● YOUR ASSIGNMENT: In the text on armed robbery in Liberia below, list every crime named in the short sentences of the first paragraph that begin with "It is".

NO CRIME IN Liberia is currently so pervasive and alarming and is claiming more casualties than armed robbery. This heinous pandemic preying nearly every Liberian and community has taken the most villainous posture in recent weeks. It has become a multifaceted crime: It is robbery. It is murder. It is rape. It is burglary. And you name it. In fact, from testimonies of perpetrators, the crime is also going vindictive, as social rivals are using the pandemic as a smokescreen via which to settle scores against each other. It would not be a surprise in days ahead when testimonies begin to come out that politicians are also using the crime to strike their real or imagined rivals.
UNDER PRESENT SOCIAL, economic and judicial circumstances, the crime and its perpetrators have found fertile ground from which it not only anchors its strength and unprecedented notoriety, but also attracts more doers as well as victims. Most ordinary Liberians, the prime victims of armed robbery, are poor and therefore cannot afford the luxury of private security guards, unlike counterparts in the mainstream of a government. This gives the armed robbers more latitude to have a jamboree over the persons and properties of the people, since government which took oath to defend and protect the people, either out of nonchalance or lack of means or both, is left to merely lament the growing waves of the crime. Then there is the judicial system whose canons and modus operandi are incommensurately weak, impotent or obsolete to effectively pin down and reverse the galloping specter of armed robbery in the county.
LIBERIA, AS THE folksong singer says, was not like this. This country was largely a land of armless people. The days when vehicles and other items of value were left on the highway without watchmen or other forms of protection and remained whole until the owners returned are no more. Pickpockets and “money doublers” who were the principal robbers of the past have given way to bands of bloodthirsty militias, hardcore murderers and rapists. Every rogue or burglar now carries guns, clubs, machetes and the villainess of rebels; these harmful instruments which they carry not for the sake of carrying, but which they unleash with the heart and ferocity of a demon. Gradually, the criminals are triumphing over the powers of the state. They strike whenever and wherever they deem fit, without any resistance and with utmost precision of their targets. And strangely, the criminals are boasting, speaking freely and loudly, about their misdeeds and the bedlams they are causing for the society. They are taunting their helpless victims, who have no option but to be recoil in their grief and anguish.
THERE IS ONE tramp card that fundamentally patronizes armed robbers and their consolation in criminality: bail, or what we call the bailability of the crime. When the armed robbers had broken into homes, chopped or murdered the occupants, raped females therein and made away with bundles of the occupants' valuable properties, if grabbed, charged and imprisoned, our laws provide that the crime is not sufficient to keep the “accused” behind bars until the termination of guilt or acquittal. Notwithstanding the pregnancy of the armed robbery charge with murder or attempted murder, burglary, rape, etc, a defense lawyer comes over and files a bond; and there you have the villain back in the community and often back in action.
WHILE WE AGREE that the current specter of armed robbery in Liberia is rooted in other social and economic factors, bailing and bonding, constitute the most prominent cause. It makes the crime attractive to the already crime-prone elements and cyclical and incurable. It would therefore be an understatement to say squashing bail from the statute for armed robbery is one of the most effective ways to nib the pandemic and give Liberians and others within our borders the security and peace they justly deserve. And this is why we fervently and unreservedly support the unbailability of armed robbery.

● MATERIAL PROVIDED:
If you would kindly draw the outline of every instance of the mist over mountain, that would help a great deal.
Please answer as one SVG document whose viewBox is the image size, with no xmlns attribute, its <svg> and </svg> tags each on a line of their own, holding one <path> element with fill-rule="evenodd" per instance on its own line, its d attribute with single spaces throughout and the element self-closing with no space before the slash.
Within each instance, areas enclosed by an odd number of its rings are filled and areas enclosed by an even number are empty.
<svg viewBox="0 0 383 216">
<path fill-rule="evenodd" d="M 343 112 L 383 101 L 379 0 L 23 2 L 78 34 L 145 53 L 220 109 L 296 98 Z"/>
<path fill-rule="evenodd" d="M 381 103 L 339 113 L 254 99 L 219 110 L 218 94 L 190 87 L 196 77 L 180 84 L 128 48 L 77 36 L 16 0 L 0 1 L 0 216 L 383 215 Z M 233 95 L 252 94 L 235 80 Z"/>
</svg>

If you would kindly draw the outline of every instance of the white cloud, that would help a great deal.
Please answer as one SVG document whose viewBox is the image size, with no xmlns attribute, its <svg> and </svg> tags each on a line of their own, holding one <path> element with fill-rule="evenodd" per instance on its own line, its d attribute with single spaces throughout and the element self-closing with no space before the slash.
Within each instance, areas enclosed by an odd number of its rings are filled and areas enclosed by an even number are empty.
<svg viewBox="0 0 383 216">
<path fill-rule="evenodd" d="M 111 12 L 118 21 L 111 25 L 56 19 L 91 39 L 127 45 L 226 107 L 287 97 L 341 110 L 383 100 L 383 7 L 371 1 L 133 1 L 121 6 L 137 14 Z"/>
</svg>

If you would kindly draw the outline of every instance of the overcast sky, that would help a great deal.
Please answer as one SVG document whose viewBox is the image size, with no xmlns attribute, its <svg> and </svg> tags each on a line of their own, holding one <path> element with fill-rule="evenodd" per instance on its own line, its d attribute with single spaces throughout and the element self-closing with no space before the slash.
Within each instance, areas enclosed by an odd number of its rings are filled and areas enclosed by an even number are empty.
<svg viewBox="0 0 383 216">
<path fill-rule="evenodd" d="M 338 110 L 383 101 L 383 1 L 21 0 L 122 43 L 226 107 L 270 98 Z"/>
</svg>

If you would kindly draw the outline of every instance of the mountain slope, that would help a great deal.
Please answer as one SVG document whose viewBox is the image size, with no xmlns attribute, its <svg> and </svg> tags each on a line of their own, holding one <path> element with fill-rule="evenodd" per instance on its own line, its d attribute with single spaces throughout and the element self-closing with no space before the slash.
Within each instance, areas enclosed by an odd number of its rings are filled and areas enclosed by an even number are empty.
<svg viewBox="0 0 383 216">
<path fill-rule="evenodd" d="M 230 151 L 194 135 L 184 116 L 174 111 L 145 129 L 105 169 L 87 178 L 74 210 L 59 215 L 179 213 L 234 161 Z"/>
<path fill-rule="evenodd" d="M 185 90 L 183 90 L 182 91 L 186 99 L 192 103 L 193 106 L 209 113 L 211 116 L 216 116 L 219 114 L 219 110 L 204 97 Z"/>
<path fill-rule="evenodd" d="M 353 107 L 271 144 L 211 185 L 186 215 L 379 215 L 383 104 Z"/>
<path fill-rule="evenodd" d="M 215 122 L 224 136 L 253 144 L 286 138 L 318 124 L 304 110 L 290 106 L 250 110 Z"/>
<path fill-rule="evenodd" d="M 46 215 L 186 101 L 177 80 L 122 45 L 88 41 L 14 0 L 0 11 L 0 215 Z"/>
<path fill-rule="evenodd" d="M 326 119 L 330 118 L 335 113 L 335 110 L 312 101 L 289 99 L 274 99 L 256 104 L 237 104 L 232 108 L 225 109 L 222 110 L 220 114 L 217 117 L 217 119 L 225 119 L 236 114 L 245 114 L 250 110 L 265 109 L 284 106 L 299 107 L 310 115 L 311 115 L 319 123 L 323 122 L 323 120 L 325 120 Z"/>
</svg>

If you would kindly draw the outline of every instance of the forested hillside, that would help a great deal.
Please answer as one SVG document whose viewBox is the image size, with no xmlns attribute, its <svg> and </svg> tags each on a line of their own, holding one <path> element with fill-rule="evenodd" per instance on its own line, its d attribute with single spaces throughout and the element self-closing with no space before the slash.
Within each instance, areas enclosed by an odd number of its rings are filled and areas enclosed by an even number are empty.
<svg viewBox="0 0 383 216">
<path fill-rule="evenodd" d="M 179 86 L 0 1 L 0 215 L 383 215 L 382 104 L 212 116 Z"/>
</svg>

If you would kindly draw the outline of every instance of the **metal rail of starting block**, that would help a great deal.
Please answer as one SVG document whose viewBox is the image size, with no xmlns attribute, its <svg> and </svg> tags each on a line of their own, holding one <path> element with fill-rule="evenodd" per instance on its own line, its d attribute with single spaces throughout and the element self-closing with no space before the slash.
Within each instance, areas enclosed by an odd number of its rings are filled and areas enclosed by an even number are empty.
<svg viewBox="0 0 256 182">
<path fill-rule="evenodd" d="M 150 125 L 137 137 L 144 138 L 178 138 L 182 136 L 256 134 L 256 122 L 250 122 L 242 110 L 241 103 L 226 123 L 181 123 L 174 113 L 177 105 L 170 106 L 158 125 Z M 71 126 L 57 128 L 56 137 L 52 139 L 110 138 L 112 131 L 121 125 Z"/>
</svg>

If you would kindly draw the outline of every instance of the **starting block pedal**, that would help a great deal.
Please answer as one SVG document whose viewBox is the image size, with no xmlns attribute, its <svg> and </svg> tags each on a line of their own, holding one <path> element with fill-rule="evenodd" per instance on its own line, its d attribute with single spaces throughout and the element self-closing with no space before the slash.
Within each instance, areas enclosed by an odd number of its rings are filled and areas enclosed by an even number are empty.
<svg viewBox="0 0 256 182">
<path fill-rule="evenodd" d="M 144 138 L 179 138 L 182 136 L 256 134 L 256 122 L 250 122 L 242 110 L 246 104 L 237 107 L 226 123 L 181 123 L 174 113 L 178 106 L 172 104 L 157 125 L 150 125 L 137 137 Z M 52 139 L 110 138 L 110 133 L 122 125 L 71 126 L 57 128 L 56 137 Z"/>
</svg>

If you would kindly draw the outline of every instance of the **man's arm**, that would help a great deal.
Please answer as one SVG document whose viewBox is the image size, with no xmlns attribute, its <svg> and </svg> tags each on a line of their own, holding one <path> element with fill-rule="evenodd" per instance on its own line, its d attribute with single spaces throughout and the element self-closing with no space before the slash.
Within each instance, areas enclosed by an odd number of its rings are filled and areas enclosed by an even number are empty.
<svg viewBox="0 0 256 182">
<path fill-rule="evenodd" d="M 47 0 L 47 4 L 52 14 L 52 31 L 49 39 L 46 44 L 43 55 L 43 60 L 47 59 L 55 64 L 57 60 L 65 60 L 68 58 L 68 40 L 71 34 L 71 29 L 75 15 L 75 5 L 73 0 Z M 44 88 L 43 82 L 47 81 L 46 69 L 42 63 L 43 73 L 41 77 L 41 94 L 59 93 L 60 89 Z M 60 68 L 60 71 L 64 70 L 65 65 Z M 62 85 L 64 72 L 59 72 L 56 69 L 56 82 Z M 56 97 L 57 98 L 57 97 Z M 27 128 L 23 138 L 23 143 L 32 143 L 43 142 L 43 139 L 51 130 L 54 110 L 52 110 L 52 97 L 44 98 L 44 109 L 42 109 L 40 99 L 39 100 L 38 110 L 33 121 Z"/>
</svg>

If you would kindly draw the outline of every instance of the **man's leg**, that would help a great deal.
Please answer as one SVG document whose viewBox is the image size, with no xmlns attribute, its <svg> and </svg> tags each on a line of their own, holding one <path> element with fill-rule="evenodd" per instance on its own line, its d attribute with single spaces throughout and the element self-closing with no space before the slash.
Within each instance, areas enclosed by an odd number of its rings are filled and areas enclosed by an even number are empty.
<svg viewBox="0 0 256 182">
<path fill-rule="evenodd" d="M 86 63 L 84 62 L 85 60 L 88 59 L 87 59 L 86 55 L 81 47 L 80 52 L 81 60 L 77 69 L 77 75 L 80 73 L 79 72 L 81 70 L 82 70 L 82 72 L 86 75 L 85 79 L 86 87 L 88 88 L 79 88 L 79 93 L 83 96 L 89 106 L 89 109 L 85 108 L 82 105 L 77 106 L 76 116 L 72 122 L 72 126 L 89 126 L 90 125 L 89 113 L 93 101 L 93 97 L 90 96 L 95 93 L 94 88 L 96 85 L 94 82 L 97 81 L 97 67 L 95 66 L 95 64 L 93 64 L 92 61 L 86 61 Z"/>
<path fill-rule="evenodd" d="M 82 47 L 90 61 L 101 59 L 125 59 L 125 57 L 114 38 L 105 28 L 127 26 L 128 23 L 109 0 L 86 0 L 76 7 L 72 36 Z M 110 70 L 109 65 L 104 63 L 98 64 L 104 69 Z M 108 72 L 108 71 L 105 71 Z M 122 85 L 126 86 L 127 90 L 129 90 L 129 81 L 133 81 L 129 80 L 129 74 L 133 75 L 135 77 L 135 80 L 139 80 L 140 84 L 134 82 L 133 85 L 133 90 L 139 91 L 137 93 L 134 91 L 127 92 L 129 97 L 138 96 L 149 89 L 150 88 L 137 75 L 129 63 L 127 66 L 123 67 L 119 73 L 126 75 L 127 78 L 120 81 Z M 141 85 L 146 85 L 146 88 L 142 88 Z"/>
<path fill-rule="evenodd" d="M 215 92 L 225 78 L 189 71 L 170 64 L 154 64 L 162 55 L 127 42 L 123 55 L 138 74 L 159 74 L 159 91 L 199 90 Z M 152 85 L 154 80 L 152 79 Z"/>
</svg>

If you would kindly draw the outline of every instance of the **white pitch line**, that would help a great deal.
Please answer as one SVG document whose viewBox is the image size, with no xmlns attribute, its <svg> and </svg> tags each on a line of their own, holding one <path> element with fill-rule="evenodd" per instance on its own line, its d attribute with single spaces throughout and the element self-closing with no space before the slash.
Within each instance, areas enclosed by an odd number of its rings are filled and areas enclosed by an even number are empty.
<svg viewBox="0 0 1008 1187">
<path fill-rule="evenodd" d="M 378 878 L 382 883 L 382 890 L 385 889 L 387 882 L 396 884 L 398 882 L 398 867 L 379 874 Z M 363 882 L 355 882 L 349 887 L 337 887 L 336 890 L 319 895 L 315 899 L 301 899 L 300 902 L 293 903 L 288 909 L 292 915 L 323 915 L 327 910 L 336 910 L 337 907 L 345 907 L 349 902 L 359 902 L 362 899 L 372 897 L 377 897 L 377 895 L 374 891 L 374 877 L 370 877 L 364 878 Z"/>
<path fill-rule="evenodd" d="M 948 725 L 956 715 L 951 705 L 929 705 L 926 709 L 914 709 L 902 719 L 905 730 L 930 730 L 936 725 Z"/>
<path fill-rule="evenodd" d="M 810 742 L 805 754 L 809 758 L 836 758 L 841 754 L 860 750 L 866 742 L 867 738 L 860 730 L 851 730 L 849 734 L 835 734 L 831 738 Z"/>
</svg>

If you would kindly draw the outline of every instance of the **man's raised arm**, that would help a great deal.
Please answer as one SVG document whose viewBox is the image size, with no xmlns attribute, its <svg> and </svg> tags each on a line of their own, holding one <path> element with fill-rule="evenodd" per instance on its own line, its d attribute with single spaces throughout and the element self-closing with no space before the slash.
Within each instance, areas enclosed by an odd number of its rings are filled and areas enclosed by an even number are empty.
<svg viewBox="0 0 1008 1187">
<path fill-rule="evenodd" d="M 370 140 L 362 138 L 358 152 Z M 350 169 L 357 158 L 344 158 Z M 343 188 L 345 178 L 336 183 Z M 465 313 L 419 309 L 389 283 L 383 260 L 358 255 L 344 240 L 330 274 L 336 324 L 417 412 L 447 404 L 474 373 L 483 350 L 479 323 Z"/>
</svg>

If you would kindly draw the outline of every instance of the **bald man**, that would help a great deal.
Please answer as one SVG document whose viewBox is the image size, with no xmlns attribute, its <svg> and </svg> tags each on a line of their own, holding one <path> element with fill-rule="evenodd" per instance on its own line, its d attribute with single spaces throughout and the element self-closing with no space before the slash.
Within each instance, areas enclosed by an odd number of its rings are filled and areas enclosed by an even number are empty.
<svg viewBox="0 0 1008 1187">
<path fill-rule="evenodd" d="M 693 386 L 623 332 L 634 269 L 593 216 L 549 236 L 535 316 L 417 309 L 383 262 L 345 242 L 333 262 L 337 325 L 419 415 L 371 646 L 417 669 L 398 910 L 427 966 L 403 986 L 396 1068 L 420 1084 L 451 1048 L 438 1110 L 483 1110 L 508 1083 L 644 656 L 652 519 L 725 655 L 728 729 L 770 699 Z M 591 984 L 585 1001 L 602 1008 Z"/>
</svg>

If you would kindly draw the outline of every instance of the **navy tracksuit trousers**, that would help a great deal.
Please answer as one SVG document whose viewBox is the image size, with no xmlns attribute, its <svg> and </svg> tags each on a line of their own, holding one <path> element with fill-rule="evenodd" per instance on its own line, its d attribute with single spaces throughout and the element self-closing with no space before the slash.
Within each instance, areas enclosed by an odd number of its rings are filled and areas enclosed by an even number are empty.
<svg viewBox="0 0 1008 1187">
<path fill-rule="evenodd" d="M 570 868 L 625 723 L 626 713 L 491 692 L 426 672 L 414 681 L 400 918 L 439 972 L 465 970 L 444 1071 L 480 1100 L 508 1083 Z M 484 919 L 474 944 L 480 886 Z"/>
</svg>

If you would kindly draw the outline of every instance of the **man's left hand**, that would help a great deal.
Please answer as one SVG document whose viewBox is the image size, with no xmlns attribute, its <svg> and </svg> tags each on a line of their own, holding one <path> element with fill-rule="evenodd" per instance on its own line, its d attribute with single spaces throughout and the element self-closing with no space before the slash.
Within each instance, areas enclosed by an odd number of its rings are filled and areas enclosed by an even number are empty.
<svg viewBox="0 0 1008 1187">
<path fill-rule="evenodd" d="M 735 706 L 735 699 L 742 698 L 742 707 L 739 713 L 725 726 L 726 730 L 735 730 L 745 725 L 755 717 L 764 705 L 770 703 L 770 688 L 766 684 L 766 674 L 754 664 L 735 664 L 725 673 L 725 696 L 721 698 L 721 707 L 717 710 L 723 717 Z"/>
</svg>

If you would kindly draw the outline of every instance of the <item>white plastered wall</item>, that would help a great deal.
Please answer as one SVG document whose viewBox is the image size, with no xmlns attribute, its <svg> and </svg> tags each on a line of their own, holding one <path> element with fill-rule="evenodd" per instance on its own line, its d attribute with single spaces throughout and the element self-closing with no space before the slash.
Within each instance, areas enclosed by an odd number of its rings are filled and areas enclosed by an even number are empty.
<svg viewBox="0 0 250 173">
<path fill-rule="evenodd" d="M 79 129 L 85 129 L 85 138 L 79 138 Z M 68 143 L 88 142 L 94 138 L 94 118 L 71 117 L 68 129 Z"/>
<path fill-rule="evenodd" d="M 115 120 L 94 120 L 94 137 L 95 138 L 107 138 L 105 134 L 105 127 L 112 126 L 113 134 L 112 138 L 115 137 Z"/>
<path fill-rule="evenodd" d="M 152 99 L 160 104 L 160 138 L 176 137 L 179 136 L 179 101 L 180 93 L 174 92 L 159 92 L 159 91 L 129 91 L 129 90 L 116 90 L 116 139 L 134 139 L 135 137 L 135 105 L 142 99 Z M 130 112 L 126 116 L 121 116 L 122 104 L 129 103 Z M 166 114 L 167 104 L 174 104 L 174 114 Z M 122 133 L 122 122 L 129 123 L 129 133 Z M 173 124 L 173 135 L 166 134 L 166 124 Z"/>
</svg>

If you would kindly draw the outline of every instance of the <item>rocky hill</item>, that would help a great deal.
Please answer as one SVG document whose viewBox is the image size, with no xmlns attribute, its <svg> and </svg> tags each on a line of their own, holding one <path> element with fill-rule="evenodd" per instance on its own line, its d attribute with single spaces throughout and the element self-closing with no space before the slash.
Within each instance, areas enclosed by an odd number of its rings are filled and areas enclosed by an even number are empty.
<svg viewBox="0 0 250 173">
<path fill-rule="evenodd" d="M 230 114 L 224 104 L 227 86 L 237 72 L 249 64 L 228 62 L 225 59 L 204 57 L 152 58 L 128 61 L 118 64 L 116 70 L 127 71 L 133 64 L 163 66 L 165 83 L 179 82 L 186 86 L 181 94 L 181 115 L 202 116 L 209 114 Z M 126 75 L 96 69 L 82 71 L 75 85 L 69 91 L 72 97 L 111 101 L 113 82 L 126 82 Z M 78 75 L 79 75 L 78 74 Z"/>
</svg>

● SOLUTION BELOW: Robbery, murder, rape, burglary